━━━━━ Text block ━━━━━

Patents have already impeded the fight against COVID-19. The Patent Office has granted numerous telehealth patents that threaten to impede access to computing and networking technology that has existed for years. Big companies have already asserted these patents against smaller care providers for activities related todiagnosing COVID-19 and treating patients remotely. But we have only begun to feel the effects of the former Patent Office Director’s unbalanced approach: for the next twenty years, we face a minefield of wrongly granted patents and arbitrary restrictions on challenging them under the America Invents Act.

After years of catering to patent owners, we need the next Director to prioritize the public’s interest. The American people are the source of the powerful rights patents and the ones wrongly-granted patents harm. The next Director must strike an appropriate balance between providing incentives for private investment and public access to knowledge. That has never been truer than it is today as we work to overcome the COVID-19 pandemic and rebuild our economy.

Here are five concrete ways the next Director can make the Patent Office more fair and effective for everyone. 

1.    Restore the America Invents Act. 

Ten years, Congress created new administrative proceedings so that members of the public could challenge wrongly granted patents without going to court. Former Director Iancu abused his discretion to make these proceedings less effective, accessible, and fair. The next Director must undo those changes and restore the proceedings as the American people’s elected representatives intended. 

2.    Make the Patent Office’s operations more transparent.

Patents exist to ensure public access to knowledge; there should be no secrets between the patent applicants and the agency. For example, the Patent Office should require examiners to make recordings or transcripts of interviews with applicants so that the public knows what they do. It should also give the public access to all agency materials that examiners use to evaluate patent applications.

3.     Broaden membership in existing mechanisms for public participation and outreach. 

For example, the Patent Public Advisory Committee, which purports to “represent the interests of diverse users” of the Patent Office, includes representatives from private companies, like Eli Lilly and Facebook, but no representatives of consumers, patients, research scientists, open source developers, start-ups, or domestic manufacturers. The membership of the Committee should reflect and represent all Americans whose lives and livelihoods depend on technology.

4.     Create an Office of Public Outreach and Accessibility Ombudsman. 

The Patent Office has an Office of Stakeholder Outreach and Patents Ombudsman that serves patent applicants and owners but no similar office that serves members of the public. We need the Patent Office to devote specific resources to broadening public participation, ensuring transparency, and responding to submissions from the public, such as Freedom of Information Act requests and prior art references relevant to pending applications.      

5.     Raise ethical standards to prevent conflicts of interest.  

The administrative judges who decide whether to sustain or cancel granted patents in  review proceedings are mostly patent lawyers who come from and return to private companies. The Director should require judges to recuse themselves from patent review cases brought by or against their former employers and clients—and the Director should lead by example by recusing him or herself in similar cases.

━━━━━

__What is being asked__: In the patent policy text, rewrite the passage that begins at "For example, the Patent Public" and stops after "and Accessibility Ombudsman.", replacing "Committee" with "Board".

━━━━━ Dataset extract ━━━━━

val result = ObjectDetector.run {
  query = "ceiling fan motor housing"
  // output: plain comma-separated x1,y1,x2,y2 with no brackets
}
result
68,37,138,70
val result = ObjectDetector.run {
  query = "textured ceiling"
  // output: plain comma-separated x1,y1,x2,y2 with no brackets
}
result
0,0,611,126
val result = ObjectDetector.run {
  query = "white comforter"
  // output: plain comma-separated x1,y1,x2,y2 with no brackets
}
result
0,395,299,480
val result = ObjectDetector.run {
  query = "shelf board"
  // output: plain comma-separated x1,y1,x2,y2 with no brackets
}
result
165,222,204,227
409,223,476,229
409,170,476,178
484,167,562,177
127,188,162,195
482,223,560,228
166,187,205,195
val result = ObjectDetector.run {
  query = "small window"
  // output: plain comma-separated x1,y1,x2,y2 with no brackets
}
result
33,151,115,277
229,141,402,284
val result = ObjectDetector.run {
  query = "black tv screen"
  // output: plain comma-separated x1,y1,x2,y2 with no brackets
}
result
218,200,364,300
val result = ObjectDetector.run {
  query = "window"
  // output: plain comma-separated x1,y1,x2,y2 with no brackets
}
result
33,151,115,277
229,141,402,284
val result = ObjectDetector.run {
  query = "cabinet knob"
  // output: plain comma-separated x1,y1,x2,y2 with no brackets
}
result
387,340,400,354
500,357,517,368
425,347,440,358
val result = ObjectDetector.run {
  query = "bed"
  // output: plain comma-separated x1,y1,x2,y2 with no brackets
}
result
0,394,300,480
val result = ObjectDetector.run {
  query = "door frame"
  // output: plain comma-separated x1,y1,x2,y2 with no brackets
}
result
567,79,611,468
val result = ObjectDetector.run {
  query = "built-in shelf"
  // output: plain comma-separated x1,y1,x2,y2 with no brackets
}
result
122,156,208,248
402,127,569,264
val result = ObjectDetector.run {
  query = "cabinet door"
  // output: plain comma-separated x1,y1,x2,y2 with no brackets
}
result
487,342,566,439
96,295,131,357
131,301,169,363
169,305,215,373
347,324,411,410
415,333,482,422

━━━━━

__Final answer__:
For example, the Patent Public Advisory Board, which purports to “represent the interests of diverse users” of the Patent Office, includes representatives from private companies, like Eli Lilly and Facebook, but no representatives of consumers, patients, research scientists, open source developers, start-ups, or domestic manufacturers. The membership of the Board should reflect and represent all Americans whose lives and livelihoods depend on technology.

4.     Create an Office of Public Outreach and Accessibility Ombudsman.